Pull out every line below that contains the string 'single'. Case counts.

↓

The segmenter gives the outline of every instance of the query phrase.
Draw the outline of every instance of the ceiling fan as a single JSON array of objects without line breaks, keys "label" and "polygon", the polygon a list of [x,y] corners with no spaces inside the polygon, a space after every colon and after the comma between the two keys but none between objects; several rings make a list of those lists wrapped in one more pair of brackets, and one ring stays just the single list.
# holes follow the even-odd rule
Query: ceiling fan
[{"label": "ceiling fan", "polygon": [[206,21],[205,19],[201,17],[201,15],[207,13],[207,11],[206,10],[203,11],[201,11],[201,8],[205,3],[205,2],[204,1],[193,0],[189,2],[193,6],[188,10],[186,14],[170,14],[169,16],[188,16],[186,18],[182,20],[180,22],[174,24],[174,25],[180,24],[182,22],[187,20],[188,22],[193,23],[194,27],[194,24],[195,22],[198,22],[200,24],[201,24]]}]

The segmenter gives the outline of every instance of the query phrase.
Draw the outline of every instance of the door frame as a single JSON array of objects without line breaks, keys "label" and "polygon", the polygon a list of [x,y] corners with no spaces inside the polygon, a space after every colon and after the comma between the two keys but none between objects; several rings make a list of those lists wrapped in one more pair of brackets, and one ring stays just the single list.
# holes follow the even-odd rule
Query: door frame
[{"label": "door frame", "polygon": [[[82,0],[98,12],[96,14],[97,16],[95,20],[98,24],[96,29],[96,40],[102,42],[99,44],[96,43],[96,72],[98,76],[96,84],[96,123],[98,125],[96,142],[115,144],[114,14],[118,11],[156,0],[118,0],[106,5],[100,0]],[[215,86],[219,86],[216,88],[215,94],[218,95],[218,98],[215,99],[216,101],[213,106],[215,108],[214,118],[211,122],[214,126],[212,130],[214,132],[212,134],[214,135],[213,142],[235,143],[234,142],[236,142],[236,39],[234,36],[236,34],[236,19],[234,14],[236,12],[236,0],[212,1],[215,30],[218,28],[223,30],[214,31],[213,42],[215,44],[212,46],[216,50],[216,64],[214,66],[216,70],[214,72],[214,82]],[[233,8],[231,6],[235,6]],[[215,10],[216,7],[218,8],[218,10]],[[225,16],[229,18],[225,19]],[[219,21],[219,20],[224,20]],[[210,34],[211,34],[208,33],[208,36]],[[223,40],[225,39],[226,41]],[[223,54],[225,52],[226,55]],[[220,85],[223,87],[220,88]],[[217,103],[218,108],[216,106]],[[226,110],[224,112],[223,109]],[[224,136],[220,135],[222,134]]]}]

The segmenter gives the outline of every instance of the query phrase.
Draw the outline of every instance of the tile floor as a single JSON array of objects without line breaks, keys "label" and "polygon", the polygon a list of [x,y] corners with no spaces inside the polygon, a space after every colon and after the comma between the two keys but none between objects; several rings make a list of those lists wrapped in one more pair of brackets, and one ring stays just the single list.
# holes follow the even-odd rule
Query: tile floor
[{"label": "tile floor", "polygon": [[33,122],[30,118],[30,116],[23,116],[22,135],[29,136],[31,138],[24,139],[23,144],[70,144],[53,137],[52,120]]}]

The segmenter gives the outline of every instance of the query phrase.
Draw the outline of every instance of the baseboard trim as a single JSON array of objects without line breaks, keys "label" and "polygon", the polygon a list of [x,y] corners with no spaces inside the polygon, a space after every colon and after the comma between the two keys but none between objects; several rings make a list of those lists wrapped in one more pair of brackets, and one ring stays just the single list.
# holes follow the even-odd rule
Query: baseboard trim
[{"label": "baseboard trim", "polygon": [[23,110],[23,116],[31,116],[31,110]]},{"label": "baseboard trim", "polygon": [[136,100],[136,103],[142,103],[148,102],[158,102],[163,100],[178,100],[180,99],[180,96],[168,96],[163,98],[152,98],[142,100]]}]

↑

● Solution:
Draw the outline of every instance of the ceiling fan as a single JSON array of objects without line breaks, keys "label" and "polygon", the polygon a list of [x,y] corners with no spaces inside the polygon, a space after every colon and after the comma between the two keys but none between objects; several rings make a list of those lists wrapped in one more pair of brackets, and one ring stays just the single list.
Draw the outline of every instance of the door frame as a single JSON array of objects without line breaks, keys "label" and "polygon", the polygon a list of [x,y] corners with no spaces inside the polygon, a space after every colon and after the comma between the two keys but none between objects; several rings make a list of those lists wrapped in one more pair of brackets, and one ring stays just the single list.
Draw the outline of every instance of the tile floor as a single JSON array of objects without line breaks, keys "label" and "polygon", the polygon a list of [x,y] corners with no spaces inside the polygon, a space after every colon and after the comma between the two keys but none between objects; several rings make a list of those lists wrapped in one more pair of brackets, and one ring stays just the single list.
Draw the outline of every instance of the baseboard trim as a single JSON array of objects without line breaks, keys "label" and "polygon", the polygon a list of [x,y] corners with no spaces inside the polygon, a space after every colon and after the comma between the two keys but none between objects; several rings make a list of those lists wrapped in one more pair of brackets, and one ring stays just the single list.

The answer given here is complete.